- _What is being asked_: Print the listing below exactly.

-- BEGIN Listed entries --

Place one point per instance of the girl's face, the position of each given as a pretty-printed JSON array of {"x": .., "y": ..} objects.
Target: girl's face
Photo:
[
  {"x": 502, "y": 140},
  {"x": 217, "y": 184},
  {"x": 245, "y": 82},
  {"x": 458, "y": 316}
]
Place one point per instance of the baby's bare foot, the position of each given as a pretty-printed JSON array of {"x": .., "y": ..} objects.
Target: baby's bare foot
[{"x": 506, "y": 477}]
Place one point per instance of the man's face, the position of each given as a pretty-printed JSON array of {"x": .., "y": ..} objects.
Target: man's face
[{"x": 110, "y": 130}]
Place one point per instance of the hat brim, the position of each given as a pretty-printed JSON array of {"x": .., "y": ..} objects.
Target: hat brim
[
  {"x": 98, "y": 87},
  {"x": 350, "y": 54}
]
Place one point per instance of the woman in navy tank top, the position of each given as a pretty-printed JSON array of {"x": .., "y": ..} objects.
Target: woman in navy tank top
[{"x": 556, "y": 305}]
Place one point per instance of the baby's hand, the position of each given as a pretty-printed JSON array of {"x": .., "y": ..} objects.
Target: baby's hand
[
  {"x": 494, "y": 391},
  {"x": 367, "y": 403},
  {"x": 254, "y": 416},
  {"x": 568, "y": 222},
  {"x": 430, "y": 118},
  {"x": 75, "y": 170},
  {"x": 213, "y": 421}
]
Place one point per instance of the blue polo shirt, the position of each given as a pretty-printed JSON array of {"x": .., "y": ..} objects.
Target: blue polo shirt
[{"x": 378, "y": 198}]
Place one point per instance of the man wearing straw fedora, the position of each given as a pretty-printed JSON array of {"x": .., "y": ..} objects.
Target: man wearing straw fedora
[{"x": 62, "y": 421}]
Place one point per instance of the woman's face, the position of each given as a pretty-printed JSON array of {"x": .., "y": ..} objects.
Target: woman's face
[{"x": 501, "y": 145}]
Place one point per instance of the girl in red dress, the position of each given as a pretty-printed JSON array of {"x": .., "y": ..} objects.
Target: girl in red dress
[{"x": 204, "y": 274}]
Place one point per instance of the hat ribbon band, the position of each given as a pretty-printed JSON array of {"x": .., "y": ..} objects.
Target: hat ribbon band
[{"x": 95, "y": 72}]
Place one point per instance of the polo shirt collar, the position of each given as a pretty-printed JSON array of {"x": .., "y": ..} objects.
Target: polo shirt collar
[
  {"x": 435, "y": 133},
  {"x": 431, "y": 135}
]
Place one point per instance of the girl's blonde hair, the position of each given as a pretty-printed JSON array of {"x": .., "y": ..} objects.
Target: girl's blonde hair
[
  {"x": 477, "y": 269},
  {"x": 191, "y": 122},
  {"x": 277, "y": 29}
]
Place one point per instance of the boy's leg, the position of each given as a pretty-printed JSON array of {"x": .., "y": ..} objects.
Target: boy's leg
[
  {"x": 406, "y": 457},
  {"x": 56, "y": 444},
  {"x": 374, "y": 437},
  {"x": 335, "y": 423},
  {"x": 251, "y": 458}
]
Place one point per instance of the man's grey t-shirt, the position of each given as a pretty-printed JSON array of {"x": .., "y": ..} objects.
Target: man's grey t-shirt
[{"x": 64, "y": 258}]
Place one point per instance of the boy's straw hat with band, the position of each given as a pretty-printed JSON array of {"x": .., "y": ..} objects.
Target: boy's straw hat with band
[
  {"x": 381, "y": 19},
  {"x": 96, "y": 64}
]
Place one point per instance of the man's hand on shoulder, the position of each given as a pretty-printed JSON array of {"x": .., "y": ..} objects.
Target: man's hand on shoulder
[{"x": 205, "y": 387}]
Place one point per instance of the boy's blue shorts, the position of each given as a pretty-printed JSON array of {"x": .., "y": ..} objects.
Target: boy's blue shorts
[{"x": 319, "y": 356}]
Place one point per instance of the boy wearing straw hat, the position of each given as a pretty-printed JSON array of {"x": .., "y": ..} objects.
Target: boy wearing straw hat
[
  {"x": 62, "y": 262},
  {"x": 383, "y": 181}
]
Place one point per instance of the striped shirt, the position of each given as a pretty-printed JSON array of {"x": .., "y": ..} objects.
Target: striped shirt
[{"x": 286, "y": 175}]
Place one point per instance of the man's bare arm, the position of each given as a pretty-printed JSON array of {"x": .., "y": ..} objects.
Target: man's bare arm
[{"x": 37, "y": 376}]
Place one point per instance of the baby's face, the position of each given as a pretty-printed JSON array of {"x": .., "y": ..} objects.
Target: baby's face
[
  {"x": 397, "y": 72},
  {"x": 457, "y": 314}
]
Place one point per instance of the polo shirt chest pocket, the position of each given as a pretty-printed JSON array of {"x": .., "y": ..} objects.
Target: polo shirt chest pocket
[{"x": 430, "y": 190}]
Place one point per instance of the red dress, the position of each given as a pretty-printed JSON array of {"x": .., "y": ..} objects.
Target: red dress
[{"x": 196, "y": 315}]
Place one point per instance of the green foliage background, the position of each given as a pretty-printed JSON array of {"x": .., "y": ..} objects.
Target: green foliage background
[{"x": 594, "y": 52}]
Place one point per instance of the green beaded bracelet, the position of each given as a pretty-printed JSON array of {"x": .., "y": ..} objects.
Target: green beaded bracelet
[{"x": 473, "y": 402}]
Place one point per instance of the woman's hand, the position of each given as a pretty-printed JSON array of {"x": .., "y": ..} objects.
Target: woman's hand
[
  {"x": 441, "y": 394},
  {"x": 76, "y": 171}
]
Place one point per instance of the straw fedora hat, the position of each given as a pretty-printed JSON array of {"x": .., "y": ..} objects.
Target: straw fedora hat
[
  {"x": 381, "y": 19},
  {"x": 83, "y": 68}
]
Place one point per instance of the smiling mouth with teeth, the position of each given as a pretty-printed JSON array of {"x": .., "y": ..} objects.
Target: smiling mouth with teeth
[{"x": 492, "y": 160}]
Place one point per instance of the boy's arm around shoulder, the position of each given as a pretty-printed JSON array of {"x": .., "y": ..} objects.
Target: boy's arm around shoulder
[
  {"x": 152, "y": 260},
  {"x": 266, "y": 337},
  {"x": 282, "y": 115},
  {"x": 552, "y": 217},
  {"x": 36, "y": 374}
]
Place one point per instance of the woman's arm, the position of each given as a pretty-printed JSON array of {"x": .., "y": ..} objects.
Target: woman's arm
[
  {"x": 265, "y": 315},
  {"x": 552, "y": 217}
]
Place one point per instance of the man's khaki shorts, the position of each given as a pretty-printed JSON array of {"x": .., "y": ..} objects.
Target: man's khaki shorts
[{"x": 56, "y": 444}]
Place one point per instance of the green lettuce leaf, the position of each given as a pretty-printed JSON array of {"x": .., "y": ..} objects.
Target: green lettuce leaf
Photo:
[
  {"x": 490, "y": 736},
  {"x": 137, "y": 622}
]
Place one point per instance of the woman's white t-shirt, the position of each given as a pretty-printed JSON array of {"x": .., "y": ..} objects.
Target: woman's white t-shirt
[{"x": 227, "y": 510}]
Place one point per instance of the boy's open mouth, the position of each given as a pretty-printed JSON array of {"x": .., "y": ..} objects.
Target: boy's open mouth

-- END Listed entries --

- _Finished task_:
Place one point per instance of the girl's face, the position of each given as a pretty-printed JSON array of {"x": .., "y": ..} objects.
Target: girl's face
Photo:
[
  {"x": 502, "y": 140},
  {"x": 217, "y": 184},
  {"x": 245, "y": 82},
  {"x": 458, "y": 316}
]
Place one point per instance of the baby's bare foot, the position of each given as a pretty-printed JSON array of {"x": .., "y": ..} objects.
Target: baby's bare foot
[{"x": 506, "y": 477}]
Place one point per instance of the man's face, the position of each given as a pretty-printed JSON array of {"x": .., "y": ..} objects.
Target: man's face
[{"x": 110, "y": 130}]
Place one point per instance of the hat brim, the position of each given as a pretty-printed JSON array of {"x": .., "y": ..} objects.
Target: hat brim
[
  {"x": 98, "y": 87},
  {"x": 350, "y": 54}
]
Place one point per instance of the woman in navy tank top, the position of each given as a pretty-printed JSON array of {"x": .., "y": ..} objects.
Target: woman in navy tank top
[{"x": 556, "y": 305}]
Place one point per instance of the baby's hand, the position of each given as a pretty-printed JSON array of {"x": .., "y": ..} objects.
Target: baby's hand
[
  {"x": 494, "y": 391},
  {"x": 367, "y": 403},
  {"x": 254, "y": 416},
  {"x": 568, "y": 222},
  {"x": 430, "y": 118},
  {"x": 75, "y": 170},
  {"x": 213, "y": 421}
]
Place one point per instance of the blue polo shirt, the position of each given as a pretty-printed JSON array of {"x": .., "y": ..} objects.
Target: blue polo shirt
[{"x": 378, "y": 198}]
Place one point per instance of the man wearing straw fedora, the position of each given as a pretty-printed JSON array of {"x": .., "y": ..} objects.
Target: man wearing straw fedora
[{"x": 62, "y": 421}]
Place one point per instance of the woman's face, the position of each given as a pretty-printed JSON array of {"x": .., "y": ..} objects.
Target: woman's face
[{"x": 501, "y": 145}]
Place one point per instance of the girl in red dress, the position of each given as a pretty-printed JSON array of {"x": .., "y": ..} objects.
Target: girl in red dress
[{"x": 204, "y": 274}]
Place one point per instance of the hat ribbon band, the position of each given as a pretty-printed JSON array of {"x": .., "y": ..} objects.
Target: hat ribbon band
[{"x": 95, "y": 72}]
Place one point per instance of the polo shirt collar, the position of each given as a pretty-printed JSON array of {"x": .., "y": ..} objects.
Target: polo shirt collar
[
  {"x": 435, "y": 133},
  {"x": 431, "y": 135}
]
Place one point per instance of the girl's blonde hair, the position of each given as a pretty-printed JSON array of {"x": .., "y": ..} objects.
Target: girl's blonde hair
[
  {"x": 477, "y": 269},
  {"x": 191, "y": 122},
  {"x": 277, "y": 29}
]
Place one point per instance of the boy's leg, the position of each given as a pretty-printed JSON array of {"x": .., "y": ..} objects.
Target: boy's leg
[
  {"x": 406, "y": 457},
  {"x": 56, "y": 444},
  {"x": 374, "y": 437},
  {"x": 335, "y": 423},
  {"x": 251, "y": 458}
]
Place one point per instance of the man's grey t-shirt, the position of each given as a pretty-printed JSON array of {"x": .., "y": ..} objects.
Target: man's grey t-shirt
[{"x": 64, "y": 258}]
Place one point per instance of the boy's straw hat with band, the position of each given as a pretty-printed JSON array of {"x": .., "y": ..} objects.
Target: boy's straw hat with band
[
  {"x": 381, "y": 19},
  {"x": 96, "y": 64}
]
Place one point per instance of the man's hand on shoulder, the position of each given as a pretty-printed JSON array of {"x": .., "y": ..} objects.
Target: man's hand on shoulder
[{"x": 205, "y": 387}]
Place one point per instance of the boy's blue shorts, the position of each given as a pretty-printed JSON array of {"x": .., "y": ..} objects.
Target: boy's blue shorts
[{"x": 319, "y": 356}]
Place one point per instance of the boy wearing straw hat, the position of each given as a pretty-printed JSON array of {"x": .., "y": ..} objects.
Target: boy wearing straw hat
[
  {"x": 62, "y": 262},
  {"x": 383, "y": 181}
]
Place one point per instance of the striped shirt, the position of each given as a pretty-printed JSON array of {"x": .., "y": ..} objects.
Target: striped shirt
[{"x": 286, "y": 175}]
Place one point per instance of the man's bare arm, the position of each given as a pretty-printed JSON array of {"x": .., "y": ..} objects.
Target: man's bare arm
[{"x": 37, "y": 376}]
Place one point per instance of the baby's face, the position of each given as a pretty-printed JSON array of {"x": .., "y": ..} objects.
Target: baby's face
[
  {"x": 397, "y": 72},
  {"x": 457, "y": 314}
]
Place one point per instance of the polo shirt chest pocket, the position of each given as a pretty-printed JSON array of {"x": .., "y": ..} objects.
Target: polo shirt chest pocket
[{"x": 430, "y": 190}]
Place one point per instance of the red dress, the position of each given as a pretty-printed JSON array of {"x": .., "y": ..} objects.
Target: red dress
[{"x": 196, "y": 315}]
Place one point per instance of the green foliage background, the position of each given as a pretty-printed JSON array of {"x": .., "y": ..} objects.
Target: green foliage background
[{"x": 594, "y": 52}]
Place one point per instance of the green beaded bracelet, the position of each given as a pretty-printed JSON array of {"x": .., "y": ..} objects.
Target: green beaded bracelet
[{"x": 473, "y": 402}]
Place one point per instance of the woman's hand, the position of each given as a pretty-printed JSON array of {"x": .., "y": ..} objects.
Target: woman's hand
[
  {"x": 441, "y": 394},
  {"x": 76, "y": 171}
]
Place one point per instance of the straw fedora hat, the position of each given as a pretty-printed JSON array of {"x": .., "y": ..} objects.
Target: straw fedora hat
[
  {"x": 381, "y": 19},
  {"x": 83, "y": 68}
]
Place one point per instance of the smiling mouth with teeth, the position of each given as a pretty-printed JSON array of {"x": .., "y": ..} objects.
Target: smiling mouth with teeth
[{"x": 492, "y": 160}]
Place one point per instance of the boy's arm around shoulder, the position of each given as a pretty-printed JSON array of {"x": .., "y": ..} objects.
Target: boy's arm around shoulder
[
  {"x": 152, "y": 260},
  {"x": 266, "y": 337},
  {"x": 282, "y": 115},
  {"x": 552, "y": 217},
  {"x": 36, "y": 374}
]
Place one point per instance of the woman's arm, the position of each given as a pretty-printed JSON array of {"x": .., "y": ..} objects.
Target: woman's arm
[
  {"x": 265, "y": 315},
  {"x": 552, "y": 217}
]
Place one point per instance of the man's khaki shorts, the position of each given as a pretty-printed JSON array of {"x": .., "y": ..} objects.
Target: man's khaki shorts
[{"x": 56, "y": 444}]
Place one point per instance of the green lettuce leaf, the position of each given as a pretty-printed JSON array of {"x": .., "y": ..} objects.
Target: green lettuce leaf
Photo:
[
  {"x": 490, "y": 736},
  {"x": 137, "y": 622}
]
Place one point per instance of the woman's white t-shirt, the position of each given as a pretty-printed JSON array of {"x": .., "y": ..} objects.
Target: woman's white t-shirt
[{"x": 227, "y": 510}]
Place one point per instance of the boy's open mouth, the position of each given as a pretty-printed JSON array of {"x": .., "y": ..} objects.
Target: boy's open mouth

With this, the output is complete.